STATED PROBLEM 1:
Answer these questions from the post on Susan Kiefel's swearing-in ceremony:
(a) At what time was Susan Kiefel sworn in as Chief Justice?
(b) Whose 1952 swearing-in speech as Chief Justice is named as a notable exception to the neglect of these ceremonies in legal scholarship?
(c) How does a swearing-in ceremony conclude?
STATED PROBLEM 2:
Please print the passage of the post on Susan Kiefel's swearing-in ceremony, starting at "In this post" and ending at "inaugural in reply.".
STATED PROBLEM 3:
Carry on the post about Susan Kiefel's swearing-in ceremony from the point where it stops.

DOCUMENT:
********************

Ceremony matters: The lasting significance of the swearing-in ceremony of Chief Justice Susan Kiefel

BY HEATHER ROBERTS

09.02.2017

Monday, 30 January 2017 was an historic day. At 10:15am Susan Kiefel was sworn-in as Chief Justice of the High Court, the first woman to hold the office since the Court’s creation in 1903.

With the notable exception Sir Owen Dixon’s swearing-in speech as Chief Justice in 1952, swearing-in ceremonies have been largely overlooked in legal scholarship. The dominance of (auto)biography, humour and emotion in the ceremony, when situated within a positivist tradition that accentuates the public aspects of judicial service and relegates the private to the lesser realm, has the result that the ceremony has traditionally been depicted as a diversion from the ‘real’ work of courts.

In this post I will argue that swearing-in ceremonies in fact constitute a significant ‘ceremonial archive’, shining a light on who our judges are and the changing expectations of their role in Australia’s democratic system. In particular, I believe that by virtue of its glimpses into judicial philosophy and personality, and the ways in which it speaks to debates regarding gender in the legal profession, Kiefel CJ’s swearing-in ceremony will increase the public and scholarly attention paid to judicial swearing-in ceremonies.

What happens at a swearing-in ceremony

After the formality of the oath of office and allegiance, a series of welcome speeches are made by the Attorney-General, and Presidents of the Law Council of Australia, Australian Bar Association and the President of the Bar Association of the Judge’s ‘home’ State. The ceremony concludes with the Judge’s inaugural in reply.

********************

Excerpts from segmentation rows
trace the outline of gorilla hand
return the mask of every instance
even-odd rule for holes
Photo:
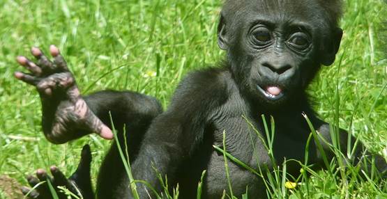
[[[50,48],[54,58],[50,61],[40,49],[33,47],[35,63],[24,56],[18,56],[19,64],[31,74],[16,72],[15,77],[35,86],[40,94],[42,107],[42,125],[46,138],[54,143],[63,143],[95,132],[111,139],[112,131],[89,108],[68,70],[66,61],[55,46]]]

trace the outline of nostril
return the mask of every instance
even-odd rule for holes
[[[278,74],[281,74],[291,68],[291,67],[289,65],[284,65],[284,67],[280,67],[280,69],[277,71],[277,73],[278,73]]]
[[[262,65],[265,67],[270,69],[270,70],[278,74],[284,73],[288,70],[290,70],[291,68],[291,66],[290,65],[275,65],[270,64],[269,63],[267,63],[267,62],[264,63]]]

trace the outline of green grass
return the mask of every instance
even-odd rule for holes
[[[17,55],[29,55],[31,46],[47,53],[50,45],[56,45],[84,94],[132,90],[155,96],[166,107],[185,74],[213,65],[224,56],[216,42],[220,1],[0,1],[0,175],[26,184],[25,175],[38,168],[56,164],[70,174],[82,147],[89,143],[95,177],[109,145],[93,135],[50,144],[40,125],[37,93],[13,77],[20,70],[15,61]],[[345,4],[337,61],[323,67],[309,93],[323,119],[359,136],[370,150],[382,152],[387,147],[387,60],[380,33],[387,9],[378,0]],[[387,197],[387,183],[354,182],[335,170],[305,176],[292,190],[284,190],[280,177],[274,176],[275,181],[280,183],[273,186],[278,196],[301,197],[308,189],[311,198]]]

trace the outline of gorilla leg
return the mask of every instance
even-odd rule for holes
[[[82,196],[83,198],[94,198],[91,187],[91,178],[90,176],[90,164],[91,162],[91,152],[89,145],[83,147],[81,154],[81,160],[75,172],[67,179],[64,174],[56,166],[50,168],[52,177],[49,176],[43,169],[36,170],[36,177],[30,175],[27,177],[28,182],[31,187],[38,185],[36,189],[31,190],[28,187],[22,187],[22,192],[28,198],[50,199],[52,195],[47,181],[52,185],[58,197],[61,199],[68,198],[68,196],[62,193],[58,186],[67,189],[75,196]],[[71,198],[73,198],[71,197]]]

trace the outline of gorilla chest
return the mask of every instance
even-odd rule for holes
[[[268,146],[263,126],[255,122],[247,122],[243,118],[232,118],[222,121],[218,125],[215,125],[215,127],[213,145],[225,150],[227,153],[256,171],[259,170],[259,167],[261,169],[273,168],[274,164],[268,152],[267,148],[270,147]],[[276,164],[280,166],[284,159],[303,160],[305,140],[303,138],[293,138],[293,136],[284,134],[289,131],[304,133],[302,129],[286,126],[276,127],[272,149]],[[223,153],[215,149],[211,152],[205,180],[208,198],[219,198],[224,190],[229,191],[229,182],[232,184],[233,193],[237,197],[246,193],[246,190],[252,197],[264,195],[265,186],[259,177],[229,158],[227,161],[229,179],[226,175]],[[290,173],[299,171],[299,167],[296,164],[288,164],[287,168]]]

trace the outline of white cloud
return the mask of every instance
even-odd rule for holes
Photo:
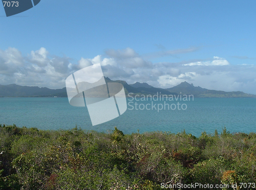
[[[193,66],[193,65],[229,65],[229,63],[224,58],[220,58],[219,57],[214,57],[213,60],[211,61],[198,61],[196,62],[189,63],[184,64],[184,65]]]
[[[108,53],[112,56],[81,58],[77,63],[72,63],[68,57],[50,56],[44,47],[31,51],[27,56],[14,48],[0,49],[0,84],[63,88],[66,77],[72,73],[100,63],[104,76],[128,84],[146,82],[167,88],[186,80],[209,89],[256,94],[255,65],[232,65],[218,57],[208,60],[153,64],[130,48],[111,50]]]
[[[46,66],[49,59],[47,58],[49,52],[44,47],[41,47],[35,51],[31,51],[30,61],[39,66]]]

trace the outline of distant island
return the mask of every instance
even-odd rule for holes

********************

WRITTEN RESPONSE 1:
(a) 10:15am
(b) Sir Owen Dixon's
(c) With the Judge's inaugural in reply

WRITTEN RESPONSE 2:
In this post I will argue that swearing-in ceremonies in fact constitute a significant ‘ceremonial archive’, shining a light on who our judges are and the changing expectations of their role in Australia’s democratic system. In particular, I believe that by virtue of its glimpses into judicial philosophy and personality, and the ways in which it speaks to debates regarding gender in the legal profession, Kiefel CJ’s swearing-in ceremony will increase the public and scholarly attention paid to judicial swearing-in ceremonies.

What happens at a swearing-in ceremony

After the formality of the oath of office and allegiance, a series of welcome speeches are made by the Attorney-General, and Presidents of the Law Council of Australia, Australian Bar Association and the President of the Bar Association of the Judge’s ‘home’ State. The ceremony concludes with the Judge’s inaugural in reply.

WRITTEN RESPONSE 3:
To the extent that ceremony has traditionally featured in legal scholarship, this has tended to be through the glimpses it provides into judicial philosophy and judicial biography. Without discounting the importance of these insights, one of the many features of the appointment and aftermath of Tim Carmody’s tenure as Chief Justice of Queensland was the reminder of the broader institutional significance of swearing-in ceremonies.

The so-called Carmody Affair is better known for the fierce debates surrounding Tim Carmody’s aptitude for the role of Chief Justice, and more generally about the politicisation of the appointment processes. However, the Affair also boiled over onto the ceremonial stage, when Carmody elected – against convention – to hold his swearing-in ceremony in private, and, in a later and striking gesture, his fellow judges boycotted a joint welcome ceremony held for Carmody and Peter Flanagan. These events reinforced how seriously the Queensland legal profession and judiciary took the role of ceremony as a public attestation of their confidence in both the new judge’s capability and the integrity of the appointment process.

In a system of judicial appointments made behind closed doors, and with limited insight into selection criteria, Australian swearing-in ceremonies provide a rare opportunity for the public airing of the attributes of judicial appointees. As such, swearing-in ceremonies operate alongside the open hearing of cases and the production of reasons for decision as an institutional feature of courts designed to reinforce transparency and public confidence in the judiciary.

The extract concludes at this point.